_Activity_
Would you please copy out each entry exactly?
☆ ☆ ☆ ☆ ☆
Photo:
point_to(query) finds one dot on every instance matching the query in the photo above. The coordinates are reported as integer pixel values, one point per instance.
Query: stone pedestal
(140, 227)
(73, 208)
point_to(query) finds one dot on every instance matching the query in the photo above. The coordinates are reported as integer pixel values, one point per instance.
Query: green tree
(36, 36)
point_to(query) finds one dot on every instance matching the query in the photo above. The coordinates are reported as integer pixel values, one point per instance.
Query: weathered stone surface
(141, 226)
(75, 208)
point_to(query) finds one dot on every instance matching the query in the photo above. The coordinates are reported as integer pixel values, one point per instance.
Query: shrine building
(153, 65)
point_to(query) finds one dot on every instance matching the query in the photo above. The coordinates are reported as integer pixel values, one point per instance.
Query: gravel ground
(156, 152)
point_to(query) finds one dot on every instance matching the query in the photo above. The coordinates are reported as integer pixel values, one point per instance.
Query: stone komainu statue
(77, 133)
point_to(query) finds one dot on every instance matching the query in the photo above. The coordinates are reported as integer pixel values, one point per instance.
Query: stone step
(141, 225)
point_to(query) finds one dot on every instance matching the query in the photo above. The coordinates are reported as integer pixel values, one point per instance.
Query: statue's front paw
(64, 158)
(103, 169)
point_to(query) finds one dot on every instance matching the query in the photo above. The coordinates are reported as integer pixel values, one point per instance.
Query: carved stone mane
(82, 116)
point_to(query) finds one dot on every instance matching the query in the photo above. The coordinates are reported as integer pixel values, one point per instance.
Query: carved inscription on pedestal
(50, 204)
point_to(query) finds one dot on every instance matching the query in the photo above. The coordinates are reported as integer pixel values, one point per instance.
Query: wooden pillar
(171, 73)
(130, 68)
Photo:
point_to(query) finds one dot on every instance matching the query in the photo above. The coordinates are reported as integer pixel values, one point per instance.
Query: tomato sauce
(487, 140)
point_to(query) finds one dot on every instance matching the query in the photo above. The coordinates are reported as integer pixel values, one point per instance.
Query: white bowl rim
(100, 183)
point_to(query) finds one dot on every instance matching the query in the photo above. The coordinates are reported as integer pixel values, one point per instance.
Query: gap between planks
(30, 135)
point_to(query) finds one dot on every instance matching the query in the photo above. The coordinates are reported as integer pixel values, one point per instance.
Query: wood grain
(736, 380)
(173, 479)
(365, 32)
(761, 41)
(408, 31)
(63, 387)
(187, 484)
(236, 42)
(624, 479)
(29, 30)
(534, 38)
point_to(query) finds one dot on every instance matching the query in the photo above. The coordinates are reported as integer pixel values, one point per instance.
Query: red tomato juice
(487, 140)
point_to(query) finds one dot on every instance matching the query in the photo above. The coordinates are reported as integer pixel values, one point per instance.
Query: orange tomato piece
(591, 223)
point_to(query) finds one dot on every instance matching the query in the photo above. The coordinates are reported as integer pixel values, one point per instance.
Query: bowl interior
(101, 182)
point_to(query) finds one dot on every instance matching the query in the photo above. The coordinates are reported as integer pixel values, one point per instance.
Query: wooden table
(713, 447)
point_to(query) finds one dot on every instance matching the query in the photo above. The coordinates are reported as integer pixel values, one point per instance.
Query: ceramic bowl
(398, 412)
☆ ☆ ☆ ☆ ☆
_Solution to the exercise_
Photo:
point_to(query) finds one dot on every instance matching the query in the photo above. The coordinates are reported as integer pixel values, one point per instance.
Query: stone pedestal
(140, 227)
(73, 208)
point_to(query) finds one dot on every instance matching the query in the photo above. The coordinates are reported as integer pixel values, one point per instance.
Query: green tree
(36, 36)
point_to(query) finds one dot on every instance matching the query in the photo above. The coordinates are reported as integer pixel values, one point per instance.
Query: weathered stone surface
(141, 226)
(75, 208)
point_to(query) finds one dot on every instance matching the query in the photo above. The coordinates are reported as integer pixel values, one point per instance.
Query: shrine building
(153, 65)
point_to(query) finds one dot on every instance matching the query in the photo above. The coordinates are reported as integer pixel values, one point per instance.
Query: gravel ground
(156, 152)
point_to(query) finds one dot on every instance matching the query in the photo above. The coordinates are reported as integer pixel values, one point per instance.
Query: stone komainu statue
(77, 133)
point_to(query) finds one dot on every instance matching the query in the photo above. The coordinates are reported as integer pixel values, one point per instance.
Query: stone step
(141, 225)
point_to(query) finds one dot on every instance matching the query in the photo above. The coordinates are reported as integer pixel values, one point per instance.
Query: statue's front paw
(64, 158)
(103, 169)
point_to(query) finds one dot on every instance matching the query in the photo above. The coordinates are reported as integer pixel values, one point per instance.
Query: carved stone mane
(82, 116)
point_to(query) finds one dot on every instance matching the query in the photo above. The coordinates are reported as integer pixel values, one point per instance.
Query: carved inscription on pedestal
(50, 204)
point_to(query) finds one dot on every instance matching the query in the photo above. The coordinates are reported as integer pixel values, one point per instance.
Query: wooden pillar
(171, 73)
(130, 68)
Photo:
point_to(query) finds one dot on every instance matching the query in the photo above. The coordinates are reported as integer pixel values, one point per instance.
Query: tomato sauce
(487, 140)
point_to(query) finds one dot on every instance matching the query in the photo above. The coordinates are reported as integer pixel values, one point per instance.
Query: white bowl rim
(100, 183)
point_to(query) finds one dot on every instance matching the query in the photo above. The coordinates are reported as integer pixel values, one point per instance.
Query: gap between planks
(30, 135)
point_to(query) finds one dot on every instance matching the query in the photo above. The coordinates are reported as integer pixel values, one point per instance.
Query: wood grain
(736, 380)
(173, 479)
(365, 32)
(761, 41)
(408, 31)
(63, 387)
(187, 484)
(236, 42)
(624, 479)
(29, 30)
(534, 38)
point_to(query) finds one dot on every instance matching the query in the photo above. The coordinates are reported as integer pixel values, one point per instance.
Query: red tomato juice
(487, 140)
point_to(query) finds one dot on every instance matching the query in the photo above. The coordinates are reported as integer pixel values, one point per instance.
Query: orange tomato piece
(591, 223)
point_to(query) finds one dot on every instance matching the query in the photo above. The coordinates are reported as integer pixel values, one point per instance.
Query: bowl interior
(101, 182)
point_to(query) finds one dot on every instance matching the query in the photo above. The coordinates are reported as integer pixel values, one point per instance.
Query: wooden table
(713, 447)
point_to(query) finds one dot on every instance matching the query in the photo above. The coordinates are reported as integer pixel values, one point per instance.
Query: ceramic bowl
(398, 412)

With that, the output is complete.